* **Exercise**
Give back only one number: how many lines in the data below contain the word "person".
Dataset extract: Begin
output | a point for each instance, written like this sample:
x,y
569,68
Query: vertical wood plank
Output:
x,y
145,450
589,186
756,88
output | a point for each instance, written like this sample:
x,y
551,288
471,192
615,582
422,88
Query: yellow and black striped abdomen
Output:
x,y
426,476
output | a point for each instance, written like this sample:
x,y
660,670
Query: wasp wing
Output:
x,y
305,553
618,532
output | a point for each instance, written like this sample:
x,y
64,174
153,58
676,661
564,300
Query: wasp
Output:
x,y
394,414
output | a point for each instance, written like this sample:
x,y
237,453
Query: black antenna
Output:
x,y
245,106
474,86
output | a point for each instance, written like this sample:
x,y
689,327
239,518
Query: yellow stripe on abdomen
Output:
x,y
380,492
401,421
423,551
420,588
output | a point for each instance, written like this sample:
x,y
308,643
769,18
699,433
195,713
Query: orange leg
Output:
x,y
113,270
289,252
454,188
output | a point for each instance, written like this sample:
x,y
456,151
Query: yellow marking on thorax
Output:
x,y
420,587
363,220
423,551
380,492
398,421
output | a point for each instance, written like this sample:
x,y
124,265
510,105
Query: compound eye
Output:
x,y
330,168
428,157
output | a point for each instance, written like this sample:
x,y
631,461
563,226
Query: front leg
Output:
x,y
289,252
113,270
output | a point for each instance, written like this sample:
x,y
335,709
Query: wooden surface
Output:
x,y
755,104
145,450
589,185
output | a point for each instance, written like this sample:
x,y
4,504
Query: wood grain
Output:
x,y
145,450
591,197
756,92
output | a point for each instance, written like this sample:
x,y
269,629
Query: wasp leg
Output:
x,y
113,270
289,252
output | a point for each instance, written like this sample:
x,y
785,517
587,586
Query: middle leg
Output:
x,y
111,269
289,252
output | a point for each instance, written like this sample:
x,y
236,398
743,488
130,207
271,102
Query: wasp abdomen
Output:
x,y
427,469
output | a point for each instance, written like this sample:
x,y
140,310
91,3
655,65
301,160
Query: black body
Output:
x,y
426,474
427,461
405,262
Dataset extract: End
Dataset extract: Begin
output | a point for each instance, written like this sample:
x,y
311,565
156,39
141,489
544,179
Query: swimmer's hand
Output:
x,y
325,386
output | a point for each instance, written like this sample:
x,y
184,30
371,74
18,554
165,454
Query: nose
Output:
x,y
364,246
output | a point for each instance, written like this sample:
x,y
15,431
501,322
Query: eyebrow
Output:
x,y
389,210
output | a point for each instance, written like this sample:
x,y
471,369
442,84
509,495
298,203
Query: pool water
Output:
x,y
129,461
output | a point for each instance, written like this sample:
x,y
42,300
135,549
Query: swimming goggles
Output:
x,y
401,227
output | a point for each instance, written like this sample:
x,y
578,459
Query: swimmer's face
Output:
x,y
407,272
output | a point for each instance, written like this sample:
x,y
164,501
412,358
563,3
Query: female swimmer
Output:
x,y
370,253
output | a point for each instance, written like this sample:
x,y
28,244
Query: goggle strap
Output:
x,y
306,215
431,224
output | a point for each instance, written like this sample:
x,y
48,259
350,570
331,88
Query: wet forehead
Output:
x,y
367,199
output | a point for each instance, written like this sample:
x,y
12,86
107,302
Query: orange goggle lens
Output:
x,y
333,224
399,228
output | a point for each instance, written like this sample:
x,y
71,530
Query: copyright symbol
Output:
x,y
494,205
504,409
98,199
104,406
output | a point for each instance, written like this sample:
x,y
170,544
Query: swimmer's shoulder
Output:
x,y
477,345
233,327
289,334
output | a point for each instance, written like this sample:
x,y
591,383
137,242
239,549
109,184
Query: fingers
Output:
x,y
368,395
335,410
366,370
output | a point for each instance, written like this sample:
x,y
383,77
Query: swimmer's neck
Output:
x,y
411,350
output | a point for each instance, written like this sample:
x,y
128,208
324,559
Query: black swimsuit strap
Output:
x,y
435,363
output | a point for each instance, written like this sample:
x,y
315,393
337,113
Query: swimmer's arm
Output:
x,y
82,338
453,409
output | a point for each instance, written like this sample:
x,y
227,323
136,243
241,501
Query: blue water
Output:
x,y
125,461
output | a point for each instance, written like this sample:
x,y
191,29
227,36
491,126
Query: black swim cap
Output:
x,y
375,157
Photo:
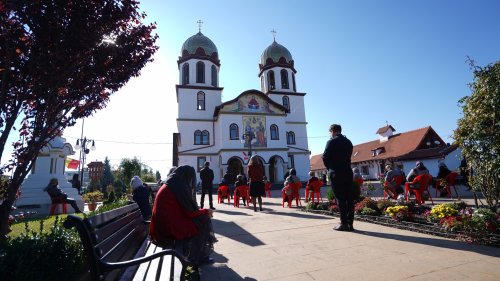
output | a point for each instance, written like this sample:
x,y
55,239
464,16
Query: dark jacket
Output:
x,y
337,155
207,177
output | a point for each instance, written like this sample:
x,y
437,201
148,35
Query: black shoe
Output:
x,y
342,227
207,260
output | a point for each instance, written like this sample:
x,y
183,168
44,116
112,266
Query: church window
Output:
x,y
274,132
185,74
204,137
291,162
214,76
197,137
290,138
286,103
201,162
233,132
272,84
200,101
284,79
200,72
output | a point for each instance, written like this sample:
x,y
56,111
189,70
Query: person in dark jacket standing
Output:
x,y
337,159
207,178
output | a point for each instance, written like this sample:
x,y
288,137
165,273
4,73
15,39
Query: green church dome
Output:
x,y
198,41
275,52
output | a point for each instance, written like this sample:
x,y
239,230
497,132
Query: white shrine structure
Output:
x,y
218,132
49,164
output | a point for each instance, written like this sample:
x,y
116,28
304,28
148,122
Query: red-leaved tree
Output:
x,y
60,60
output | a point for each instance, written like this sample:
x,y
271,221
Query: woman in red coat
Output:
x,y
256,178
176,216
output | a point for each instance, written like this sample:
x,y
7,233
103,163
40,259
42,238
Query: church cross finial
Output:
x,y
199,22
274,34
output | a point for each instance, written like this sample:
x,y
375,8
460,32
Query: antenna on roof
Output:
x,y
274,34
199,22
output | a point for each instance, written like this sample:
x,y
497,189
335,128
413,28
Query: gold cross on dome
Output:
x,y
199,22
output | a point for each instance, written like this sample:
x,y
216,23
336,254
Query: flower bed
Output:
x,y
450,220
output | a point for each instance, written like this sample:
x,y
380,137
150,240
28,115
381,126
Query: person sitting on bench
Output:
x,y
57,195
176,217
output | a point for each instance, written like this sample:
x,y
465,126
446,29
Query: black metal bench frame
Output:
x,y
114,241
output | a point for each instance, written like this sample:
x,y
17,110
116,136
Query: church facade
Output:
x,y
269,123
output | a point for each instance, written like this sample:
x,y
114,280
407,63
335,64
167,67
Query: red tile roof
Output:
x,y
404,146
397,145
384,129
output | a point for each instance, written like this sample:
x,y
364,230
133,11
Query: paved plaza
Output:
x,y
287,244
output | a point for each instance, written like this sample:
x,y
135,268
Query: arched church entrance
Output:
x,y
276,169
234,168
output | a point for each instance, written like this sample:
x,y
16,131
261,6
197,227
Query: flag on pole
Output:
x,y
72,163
Dataset extract: End
* **Solution for this problem**
2